__Selected extract__.
══════

Well, this is where you'll find the radiator, and this is what it looks like.
And here's how it works. "In physics you
learn how the cooling system carries of the heat."
A car's engine generates a lot of heat from the internal combustion
that creates its energy.
Unless that heat has somewhere to go, it
will simply build up in your engine and cause severe damage to engine parts.
The radiator transfers that heat out into the air,
but in order to do that, the heat has to have a way of getting there.
That's where the coolant,
somewhat confusingly known as antifreeze, comes in.
This fluid is a mixture of water, dye, and a chemical called glycol.
Ethylene and propylene glycol not only help prohibit freezing, they also
increase the fluid's boiling point and help transfer heat.
As the hot coolant circulates through the radiator core, heat is conducted to
the outer surface, made up of hundreds of these aluminum fins and dissipated
into the air.
Now as you can imagine, having a lot of water and glycol sitting inside a lot of metal
with temperature extremes over time is a formula for corrosion.
Now your service technician
can detect the amount of corrosion with these pH strips.
Now if the word corrosion doesn't cause you to stop and think,
think of it as dissolved engine. When the flow of this coolant in your radiator
is choked off by a build-up of corrosive deposits, your engine will
overheat, and that means you can burn up a lot of money with it.

══════

__Dataset content__.

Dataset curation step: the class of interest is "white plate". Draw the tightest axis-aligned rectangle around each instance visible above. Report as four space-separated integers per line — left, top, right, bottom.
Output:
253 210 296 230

══════

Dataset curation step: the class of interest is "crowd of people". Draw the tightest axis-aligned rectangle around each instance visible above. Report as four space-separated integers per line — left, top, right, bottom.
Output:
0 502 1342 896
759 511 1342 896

══════

__Exercise__. Please repeat everything from "Unless that heat" down to "formula for corrosion." in the radiator text above.

__Reply to the exercise__.
Unless that heat has somewhere to go, it
will simply build up in your engine and cause severe damage to engine parts.
The radiator transfers that heat out into the air,
but in order to do that, the heat has to have a way of getting there.
That's where the coolant,
somewhat confusingly known as antifreeze, comes in.
This fluid is a mixture of water, dye, and a chemical called glycol.
Ethylene and propylene glycol not only help prohibit freezing, they also
increase the fluid's boiling point and help transfer heat.
As the hot coolant circulates through the radiator core, heat is conducted to
the outer surface, made up of hundreds of these aluminum fins and dissipated
into the air.
Now as you can imagine, having a lot of water and glycol sitting inside a lot of metal
with temperature extremes over time is a formula for corrosion.